### DATA LISTING
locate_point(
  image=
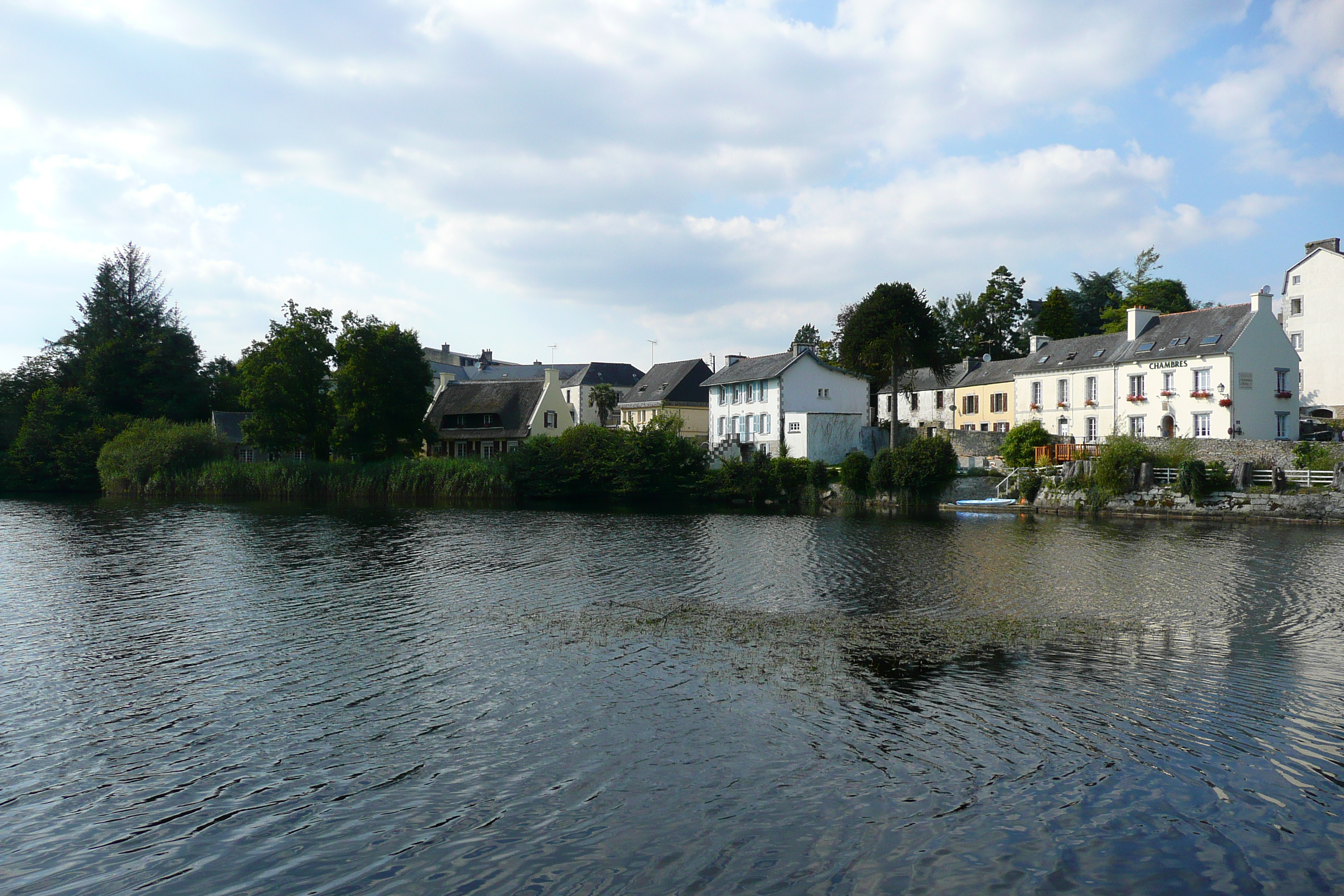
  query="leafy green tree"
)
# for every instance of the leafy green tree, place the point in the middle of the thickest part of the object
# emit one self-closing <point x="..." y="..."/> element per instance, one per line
<point x="131" y="352"/>
<point x="889" y="333"/>
<point x="379" y="390"/>
<point x="807" y="335"/>
<point x="604" y="398"/>
<point x="1019" y="448"/>
<point x="1096" y="295"/>
<point x="58" y="444"/>
<point x="1057" y="319"/>
<point x="224" y="384"/>
<point x="285" y="383"/>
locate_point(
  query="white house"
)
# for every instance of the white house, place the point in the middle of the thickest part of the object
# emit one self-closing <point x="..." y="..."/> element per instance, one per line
<point x="1313" y="318"/>
<point x="791" y="400"/>
<point x="1219" y="372"/>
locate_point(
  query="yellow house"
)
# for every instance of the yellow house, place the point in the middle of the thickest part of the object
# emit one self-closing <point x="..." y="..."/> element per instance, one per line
<point x="671" y="389"/>
<point x="985" y="398"/>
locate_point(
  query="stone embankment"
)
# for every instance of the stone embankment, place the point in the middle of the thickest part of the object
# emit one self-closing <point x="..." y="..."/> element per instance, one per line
<point x="1307" y="506"/>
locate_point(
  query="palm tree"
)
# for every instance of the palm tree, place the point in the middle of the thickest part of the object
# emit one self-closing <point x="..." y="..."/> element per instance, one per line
<point x="605" y="400"/>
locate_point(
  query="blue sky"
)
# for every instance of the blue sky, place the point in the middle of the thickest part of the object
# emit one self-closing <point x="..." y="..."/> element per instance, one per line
<point x="595" y="175"/>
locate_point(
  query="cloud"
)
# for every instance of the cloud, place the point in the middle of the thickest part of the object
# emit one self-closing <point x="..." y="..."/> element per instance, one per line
<point x="1296" y="79"/>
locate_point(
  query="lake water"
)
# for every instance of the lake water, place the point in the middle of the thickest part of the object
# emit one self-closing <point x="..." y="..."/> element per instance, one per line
<point x="250" y="699"/>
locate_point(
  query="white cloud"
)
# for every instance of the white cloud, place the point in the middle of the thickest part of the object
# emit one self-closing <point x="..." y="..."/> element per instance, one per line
<point x="1293" y="81"/>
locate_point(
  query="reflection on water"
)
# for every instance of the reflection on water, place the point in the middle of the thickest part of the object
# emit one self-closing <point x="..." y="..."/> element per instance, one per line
<point x="209" y="699"/>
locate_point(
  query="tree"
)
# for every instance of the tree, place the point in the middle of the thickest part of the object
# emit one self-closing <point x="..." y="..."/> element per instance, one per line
<point x="131" y="352"/>
<point x="604" y="398"/>
<point x="379" y="391"/>
<point x="1057" y="319"/>
<point x="224" y="384"/>
<point x="1096" y="295"/>
<point x="285" y="383"/>
<point x="889" y="333"/>
<point x="807" y="335"/>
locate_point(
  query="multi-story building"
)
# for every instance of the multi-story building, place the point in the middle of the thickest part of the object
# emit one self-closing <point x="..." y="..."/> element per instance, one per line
<point x="792" y="400"/>
<point x="671" y="389"/>
<point x="1313" y="318"/>
<point x="1218" y="372"/>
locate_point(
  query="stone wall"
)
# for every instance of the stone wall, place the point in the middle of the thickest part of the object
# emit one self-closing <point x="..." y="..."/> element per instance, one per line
<point x="968" y="444"/>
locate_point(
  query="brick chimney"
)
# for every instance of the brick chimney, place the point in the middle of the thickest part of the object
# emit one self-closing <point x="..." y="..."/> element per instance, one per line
<point x="1140" y="319"/>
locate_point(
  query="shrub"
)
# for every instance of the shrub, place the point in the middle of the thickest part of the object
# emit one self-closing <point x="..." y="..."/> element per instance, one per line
<point x="154" y="448"/>
<point x="1021" y="444"/>
<point x="854" y="472"/>
<point x="819" y="475"/>
<point x="1193" y="479"/>
<point x="1117" y="463"/>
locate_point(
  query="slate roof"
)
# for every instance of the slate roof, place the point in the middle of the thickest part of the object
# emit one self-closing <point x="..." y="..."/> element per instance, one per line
<point x="675" y="382"/>
<point x="229" y="425"/>
<point x="514" y="401"/>
<point x="764" y="367"/>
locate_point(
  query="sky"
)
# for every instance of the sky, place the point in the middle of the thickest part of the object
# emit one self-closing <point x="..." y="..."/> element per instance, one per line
<point x="601" y="176"/>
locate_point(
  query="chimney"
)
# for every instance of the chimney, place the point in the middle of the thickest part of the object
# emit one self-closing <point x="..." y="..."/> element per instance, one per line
<point x="1263" y="301"/>
<point x="1140" y="319"/>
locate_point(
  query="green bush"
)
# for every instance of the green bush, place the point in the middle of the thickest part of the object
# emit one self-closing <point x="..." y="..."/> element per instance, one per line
<point x="1193" y="479"/>
<point x="854" y="472"/>
<point x="1019" y="448"/>
<point x="156" y="448"/>
<point x="819" y="476"/>
<point x="1313" y="456"/>
<point x="1117" y="463"/>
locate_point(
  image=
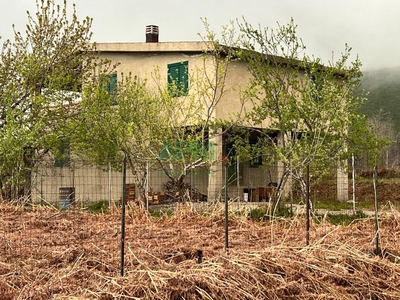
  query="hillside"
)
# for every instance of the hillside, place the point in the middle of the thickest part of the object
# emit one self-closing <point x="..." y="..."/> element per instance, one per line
<point x="384" y="93"/>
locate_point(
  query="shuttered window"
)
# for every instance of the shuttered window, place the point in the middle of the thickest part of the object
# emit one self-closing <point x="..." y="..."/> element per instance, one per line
<point x="62" y="156"/>
<point x="178" y="78"/>
<point x="111" y="87"/>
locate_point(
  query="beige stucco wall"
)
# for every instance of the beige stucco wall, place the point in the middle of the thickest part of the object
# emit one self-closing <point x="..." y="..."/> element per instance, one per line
<point x="142" y="60"/>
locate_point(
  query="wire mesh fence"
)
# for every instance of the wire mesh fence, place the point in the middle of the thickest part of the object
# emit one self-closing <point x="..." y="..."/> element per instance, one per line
<point x="77" y="210"/>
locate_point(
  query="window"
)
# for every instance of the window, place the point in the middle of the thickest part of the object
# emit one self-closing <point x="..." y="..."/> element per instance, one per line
<point x="178" y="79"/>
<point x="62" y="157"/>
<point x="110" y="84"/>
<point x="317" y="87"/>
<point x="230" y="154"/>
<point x="255" y="161"/>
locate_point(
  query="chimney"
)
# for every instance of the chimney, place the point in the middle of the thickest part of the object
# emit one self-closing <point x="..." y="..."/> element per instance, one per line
<point x="151" y="34"/>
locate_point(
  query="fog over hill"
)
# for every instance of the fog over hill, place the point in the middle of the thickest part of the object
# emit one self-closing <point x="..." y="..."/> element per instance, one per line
<point x="383" y="86"/>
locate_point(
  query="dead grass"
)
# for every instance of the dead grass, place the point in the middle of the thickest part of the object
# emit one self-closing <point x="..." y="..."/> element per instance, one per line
<point x="46" y="254"/>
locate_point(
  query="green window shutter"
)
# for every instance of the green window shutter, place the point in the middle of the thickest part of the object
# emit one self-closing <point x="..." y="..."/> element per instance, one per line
<point x="111" y="86"/>
<point x="178" y="78"/>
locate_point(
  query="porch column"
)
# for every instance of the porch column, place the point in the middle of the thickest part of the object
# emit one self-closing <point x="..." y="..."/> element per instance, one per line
<point x="215" y="177"/>
<point x="342" y="184"/>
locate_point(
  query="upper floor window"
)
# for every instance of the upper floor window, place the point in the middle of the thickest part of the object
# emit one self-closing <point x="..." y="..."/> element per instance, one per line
<point x="178" y="78"/>
<point x="109" y="83"/>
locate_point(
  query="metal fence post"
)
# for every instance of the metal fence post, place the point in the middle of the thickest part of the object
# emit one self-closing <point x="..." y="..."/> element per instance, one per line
<point x="375" y="179"/>
<point x="226" y="208"/>
<point x="308" y="205"/>
<point x="123" y="216"/>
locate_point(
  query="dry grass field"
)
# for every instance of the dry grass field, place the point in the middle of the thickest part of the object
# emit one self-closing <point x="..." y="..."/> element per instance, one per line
<point x="48" y="254"/>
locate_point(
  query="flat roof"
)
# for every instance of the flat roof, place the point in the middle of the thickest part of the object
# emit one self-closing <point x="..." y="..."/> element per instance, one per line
<point x="152" y="47"/>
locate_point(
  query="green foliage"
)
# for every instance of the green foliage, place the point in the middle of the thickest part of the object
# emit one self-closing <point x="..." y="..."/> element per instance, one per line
<point x="311" y="106"/>
<point x="346" y="219"/>
<point x="159" y="213"/>
<point x="41" y="74"/>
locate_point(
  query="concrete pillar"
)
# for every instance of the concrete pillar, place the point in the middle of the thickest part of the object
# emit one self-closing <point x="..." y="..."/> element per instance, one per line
<point x="342" y="185"/>
<point x="215" y="177"/>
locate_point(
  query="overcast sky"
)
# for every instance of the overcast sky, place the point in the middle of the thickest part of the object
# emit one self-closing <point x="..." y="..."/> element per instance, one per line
<point x="370" y="27"/>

### EXERCISE REQUIREMENTS
Filter the entries down to the lines containing "fence". Copy each of those lines.

### SOLUTION FOR THIS EXERCISE
  query="wire mesh fence"
# for every instance of the wire mesh fence, place the point in the middle of the thickest part of the object
  query="metal fence post"
# for every instance of the metal fence post, place the point in the middle of the thickest part of the object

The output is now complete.